[DOCUMENT SECTION]:
★ ★ ★ ★ ★
Votes cast for each candidate in this constituency

Dumbarton Constituency – Votes cast for each candidate in this constituency
Candidates No of Votes
Jackie Baillie (Scottish Labour Party) 17,825
Maurice Corry (Scottish Conservative and Unionist Party) 3,205
Andy Foxall (Scottish Liberal Democrats) 676
Toni Giugliano (Scottish National Party (SNP)) 16,342
James Morrison (Independent) 183
Andrew Joseph Muir (Independent) 94
Jonathan Rainey (Scottish Libertarian Party) 134
Total Number of Rejected Votes 106

Clydebank and Milngavie

The SNP’s Marie McNair wins Clydebank and Milngavie, which was held by the party’s Gil Paterson for 10 years before retiring at the end of the last parliament.

Labour, who also came second in 2016, were up 10% but were still 5,000 behind the SNP.

Marie McNair (SNP), Defeated Douglas McAllister (Labour) and departed Gil Paterson (SNP).

The first four Holyrood seats have been declared, including Clydebank & Milngavie,  which has been held by SNP despite a ten per cent swing to Labour.

The winner, the SNP’s Marie McNair is a former Labour councillor, whose brother Andrew White was at one time the leader of West Dunbartonshire Council, who resigned under a cloud after a public inquiry by Audit Scotland.

Andy White had also been accused of increasing the membership of the Constituency Labour Party in a manner that was not within the party rules in order to increase his support for a nomination to becoming a prospective Westminster candidate against Labour’s John McFall, who is now the Speaker in the House of Lords.
★ ★ ★ ★ ★
Point-per-instance localization data
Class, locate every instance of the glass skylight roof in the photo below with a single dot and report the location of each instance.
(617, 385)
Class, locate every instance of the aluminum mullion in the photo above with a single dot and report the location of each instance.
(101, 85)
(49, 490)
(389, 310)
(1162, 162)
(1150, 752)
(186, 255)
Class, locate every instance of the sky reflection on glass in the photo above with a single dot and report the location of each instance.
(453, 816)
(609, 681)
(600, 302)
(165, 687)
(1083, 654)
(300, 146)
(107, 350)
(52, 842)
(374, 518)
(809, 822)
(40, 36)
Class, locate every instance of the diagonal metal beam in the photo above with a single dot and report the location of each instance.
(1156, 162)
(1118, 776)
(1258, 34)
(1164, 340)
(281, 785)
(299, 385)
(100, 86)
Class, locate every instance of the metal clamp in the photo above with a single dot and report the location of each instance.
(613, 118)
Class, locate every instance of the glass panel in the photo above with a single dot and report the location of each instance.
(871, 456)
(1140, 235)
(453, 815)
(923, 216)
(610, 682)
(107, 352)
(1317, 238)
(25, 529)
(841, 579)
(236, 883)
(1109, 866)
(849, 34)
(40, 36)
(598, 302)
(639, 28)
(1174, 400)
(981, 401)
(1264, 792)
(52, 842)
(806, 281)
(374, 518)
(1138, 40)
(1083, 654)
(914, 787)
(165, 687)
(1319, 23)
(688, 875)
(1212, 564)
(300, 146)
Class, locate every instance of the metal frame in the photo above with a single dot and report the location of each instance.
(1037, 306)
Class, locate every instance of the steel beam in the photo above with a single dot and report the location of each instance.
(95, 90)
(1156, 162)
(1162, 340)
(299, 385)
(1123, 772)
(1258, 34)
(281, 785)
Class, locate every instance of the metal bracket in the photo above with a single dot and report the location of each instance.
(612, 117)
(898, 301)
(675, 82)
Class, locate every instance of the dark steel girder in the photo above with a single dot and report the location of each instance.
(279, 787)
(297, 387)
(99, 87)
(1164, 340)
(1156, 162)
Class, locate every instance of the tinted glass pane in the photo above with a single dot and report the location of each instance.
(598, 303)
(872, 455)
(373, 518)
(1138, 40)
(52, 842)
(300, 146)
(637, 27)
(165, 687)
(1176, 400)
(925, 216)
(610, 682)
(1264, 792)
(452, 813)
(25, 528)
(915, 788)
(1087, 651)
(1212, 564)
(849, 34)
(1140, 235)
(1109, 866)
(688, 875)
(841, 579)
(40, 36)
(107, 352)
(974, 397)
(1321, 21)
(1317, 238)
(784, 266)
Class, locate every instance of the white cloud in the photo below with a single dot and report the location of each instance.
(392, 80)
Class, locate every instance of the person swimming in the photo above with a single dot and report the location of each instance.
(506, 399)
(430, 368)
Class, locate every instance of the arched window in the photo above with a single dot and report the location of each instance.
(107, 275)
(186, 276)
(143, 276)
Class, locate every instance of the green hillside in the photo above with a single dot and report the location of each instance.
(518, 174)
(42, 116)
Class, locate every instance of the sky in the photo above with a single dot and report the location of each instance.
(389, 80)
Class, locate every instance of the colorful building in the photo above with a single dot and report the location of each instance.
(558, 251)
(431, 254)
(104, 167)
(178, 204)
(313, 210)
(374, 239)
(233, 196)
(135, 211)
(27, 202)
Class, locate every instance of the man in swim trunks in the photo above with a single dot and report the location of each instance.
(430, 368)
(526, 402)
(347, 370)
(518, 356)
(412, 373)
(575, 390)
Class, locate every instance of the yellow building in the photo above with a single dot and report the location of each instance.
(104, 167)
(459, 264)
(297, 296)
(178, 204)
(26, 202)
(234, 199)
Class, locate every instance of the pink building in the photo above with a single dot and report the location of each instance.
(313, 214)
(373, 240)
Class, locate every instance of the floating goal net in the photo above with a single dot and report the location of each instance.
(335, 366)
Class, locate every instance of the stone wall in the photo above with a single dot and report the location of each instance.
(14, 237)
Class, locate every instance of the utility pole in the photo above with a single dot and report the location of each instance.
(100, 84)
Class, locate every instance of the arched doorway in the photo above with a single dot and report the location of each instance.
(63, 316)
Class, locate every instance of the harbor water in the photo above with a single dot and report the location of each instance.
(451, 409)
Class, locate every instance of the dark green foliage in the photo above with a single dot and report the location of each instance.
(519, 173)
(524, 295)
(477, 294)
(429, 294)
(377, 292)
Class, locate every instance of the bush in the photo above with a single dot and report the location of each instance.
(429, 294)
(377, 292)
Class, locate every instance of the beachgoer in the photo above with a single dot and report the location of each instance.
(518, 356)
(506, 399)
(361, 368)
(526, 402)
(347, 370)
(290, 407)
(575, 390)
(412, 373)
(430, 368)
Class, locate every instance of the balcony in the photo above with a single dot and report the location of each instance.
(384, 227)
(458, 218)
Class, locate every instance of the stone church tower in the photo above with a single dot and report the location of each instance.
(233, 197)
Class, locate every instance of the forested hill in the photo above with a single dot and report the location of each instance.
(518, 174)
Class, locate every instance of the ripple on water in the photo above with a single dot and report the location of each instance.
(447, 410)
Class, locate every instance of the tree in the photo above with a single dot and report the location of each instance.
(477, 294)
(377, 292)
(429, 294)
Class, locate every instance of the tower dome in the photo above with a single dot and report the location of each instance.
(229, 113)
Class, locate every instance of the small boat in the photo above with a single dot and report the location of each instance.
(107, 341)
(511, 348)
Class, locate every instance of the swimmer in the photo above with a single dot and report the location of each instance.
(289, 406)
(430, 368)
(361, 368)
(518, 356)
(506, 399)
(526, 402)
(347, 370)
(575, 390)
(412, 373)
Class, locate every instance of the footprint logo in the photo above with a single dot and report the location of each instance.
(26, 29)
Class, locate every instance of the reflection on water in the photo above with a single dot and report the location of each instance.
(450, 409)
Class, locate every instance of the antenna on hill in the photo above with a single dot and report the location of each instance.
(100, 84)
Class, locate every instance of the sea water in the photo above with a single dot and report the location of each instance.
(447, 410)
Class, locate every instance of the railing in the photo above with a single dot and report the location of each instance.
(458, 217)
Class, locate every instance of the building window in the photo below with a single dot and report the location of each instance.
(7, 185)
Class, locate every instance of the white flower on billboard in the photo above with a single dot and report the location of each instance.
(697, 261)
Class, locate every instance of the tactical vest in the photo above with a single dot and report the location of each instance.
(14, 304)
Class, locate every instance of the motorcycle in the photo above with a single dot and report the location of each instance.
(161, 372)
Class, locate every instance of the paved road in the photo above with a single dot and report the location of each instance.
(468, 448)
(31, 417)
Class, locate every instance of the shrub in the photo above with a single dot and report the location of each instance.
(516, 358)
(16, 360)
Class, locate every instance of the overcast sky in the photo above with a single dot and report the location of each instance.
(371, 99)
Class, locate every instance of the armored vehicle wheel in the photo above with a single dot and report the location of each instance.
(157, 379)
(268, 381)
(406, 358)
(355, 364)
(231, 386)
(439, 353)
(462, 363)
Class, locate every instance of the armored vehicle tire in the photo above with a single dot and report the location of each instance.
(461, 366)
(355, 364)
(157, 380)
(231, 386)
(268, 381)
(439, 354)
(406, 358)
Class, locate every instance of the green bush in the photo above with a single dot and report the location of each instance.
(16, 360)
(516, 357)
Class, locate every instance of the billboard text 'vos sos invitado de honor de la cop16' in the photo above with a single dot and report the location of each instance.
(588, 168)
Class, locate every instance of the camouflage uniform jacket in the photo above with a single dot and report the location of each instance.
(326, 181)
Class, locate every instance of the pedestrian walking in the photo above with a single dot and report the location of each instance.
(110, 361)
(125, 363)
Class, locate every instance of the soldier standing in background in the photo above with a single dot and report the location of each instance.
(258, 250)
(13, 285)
★ ★ ★ ★ ★
[TASK DIRECTIONS]: Write out the election report starting with "The winner, the" and going on through "House of Lords.", and swap "councillor" for "council member".

[OUTPUT OF THE TASK]:
The winner, the SNP’s Marie McNair is a former Labour council member, whose brother Andrew White was at one time the leader of West Dunbartonshire Council, who resigned under a cloud after a public inquiry by Audit Scotland.

Andy White had also been accused of increasing the membership of the Constituency Labour Party in a manner that was not within the party rules in order to increase his support for a nomination to becoming a prospective Westminster candidate against Labour’s John McFall, who is now the Speaker in the House of Lords.